**PROBLEM DESCRIPTION:** Rewrite the data below with every occurrence of "pointer" changed to "marker". Leave everything else unchanged.
——
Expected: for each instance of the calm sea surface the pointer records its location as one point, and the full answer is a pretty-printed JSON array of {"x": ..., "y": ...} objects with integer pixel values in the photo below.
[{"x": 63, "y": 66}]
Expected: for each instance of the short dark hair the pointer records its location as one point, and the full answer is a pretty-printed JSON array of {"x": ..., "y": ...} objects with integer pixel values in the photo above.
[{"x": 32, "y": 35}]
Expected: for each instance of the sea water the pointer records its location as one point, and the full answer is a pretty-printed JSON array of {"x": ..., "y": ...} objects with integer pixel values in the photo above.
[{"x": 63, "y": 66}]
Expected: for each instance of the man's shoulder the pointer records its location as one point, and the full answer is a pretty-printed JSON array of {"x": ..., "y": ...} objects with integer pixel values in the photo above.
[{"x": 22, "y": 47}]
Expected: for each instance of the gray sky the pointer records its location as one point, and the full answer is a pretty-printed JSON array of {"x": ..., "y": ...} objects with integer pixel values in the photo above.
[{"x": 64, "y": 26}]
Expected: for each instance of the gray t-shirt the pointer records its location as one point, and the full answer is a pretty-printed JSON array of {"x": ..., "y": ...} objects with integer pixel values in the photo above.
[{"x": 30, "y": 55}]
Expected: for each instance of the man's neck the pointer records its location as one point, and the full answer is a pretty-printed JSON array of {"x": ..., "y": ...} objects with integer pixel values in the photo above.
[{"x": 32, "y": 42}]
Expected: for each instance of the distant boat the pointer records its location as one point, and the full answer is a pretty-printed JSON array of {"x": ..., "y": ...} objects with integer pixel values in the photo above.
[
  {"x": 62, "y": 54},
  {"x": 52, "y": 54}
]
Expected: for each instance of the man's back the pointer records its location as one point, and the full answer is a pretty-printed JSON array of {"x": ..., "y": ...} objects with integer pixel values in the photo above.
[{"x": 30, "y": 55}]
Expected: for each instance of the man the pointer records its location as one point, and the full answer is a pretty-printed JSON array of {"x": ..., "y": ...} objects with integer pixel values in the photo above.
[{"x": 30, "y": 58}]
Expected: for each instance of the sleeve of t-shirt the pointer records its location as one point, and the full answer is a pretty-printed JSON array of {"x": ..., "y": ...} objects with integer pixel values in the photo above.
——
**WRITTEN RESPONSE:**
Expected: for each instance of the calm sea surface the marker records its location as one point, and the full answer is a pretty-printed JSON array of {"x": ..., "y": ...} objects with integer pixel values in the photo below.
[{"x": 63, "y": 66}]
Expected: for each instance of the short dark hair the marker records its location as one point, and the full answer is a pretty-printed JSON array of {"x": ..., "y": ...} objects with integer pixel values in the photo above.
[{"x": 32, "y": 35}]
Expected: for each instance of the sea water the marker records its location as one point, and the full answer is a pretty-printed JSON array of {"x": ..., "y": ...} objects with integer pixel values in the photo above.
[{"x": 63, "y": 66}]
Expected: for each instance of the man's shoulder the marker records its location as one point, and the full answer is a pretty-printed JSON array of {"x": ..., "y": ...} objects with integer pixel values in the photo above.
[{"x": 22, "y": 47}]
Expected: for each instance of the gray sky the marker records its location as one point, and the full answer is a pretty-printed JSON array of {"x": ..., "y": ...} objects with integer pixel values in the photo above.
[{"x": 64, "y": 26}]
Expected: for each instance of the gray t-shirt the marker records its location as one point, and the full answer is a pretty-printed JSON array of {"x": ..., "y": ...} objects with integer pixel values in the photo above.
[{"x": 30, "y": 55}]
Expected: for each instance of the man's neck the marker records its location as one point, and the full answer is a pretty-printed JSON array of {"x": ..., "y": ...} objects with integer pixel values in the photo above.
[{"x": 32, "y": 42}]
Expected: for each instance of the distant boat the marker records its location as one point, and the full answer is a pretty-printed JSON array of {"x": ..., "y": ...} objects with integer pixel values in the photo above.
[
  {"x": 62, "y": 54},
  {"x": 52, "y": 54}
]
Expected: for each instance of the man's back the marker records its location as one point, and the full answer is a pretty-printed JSON array of {"x": ..., "y": ...} objects with integer pixel values in the photo above.
[{"x": 30, "y": 55}]
Expected: for each instance of the man the marker records its location as one point, and the full answer is a pretty-printed JSON array of {"x": ..., "y": ...} objects with integer pixel values in the photo above.
[{"x": 30, "y": 58}]
Expected: for each instance of the sleeve of t-shirt the marker records its location as one point, and the full answer is a pretty-printed JSON array of {"x": ..., "y": ...} objects with integer pixel values in the photo above.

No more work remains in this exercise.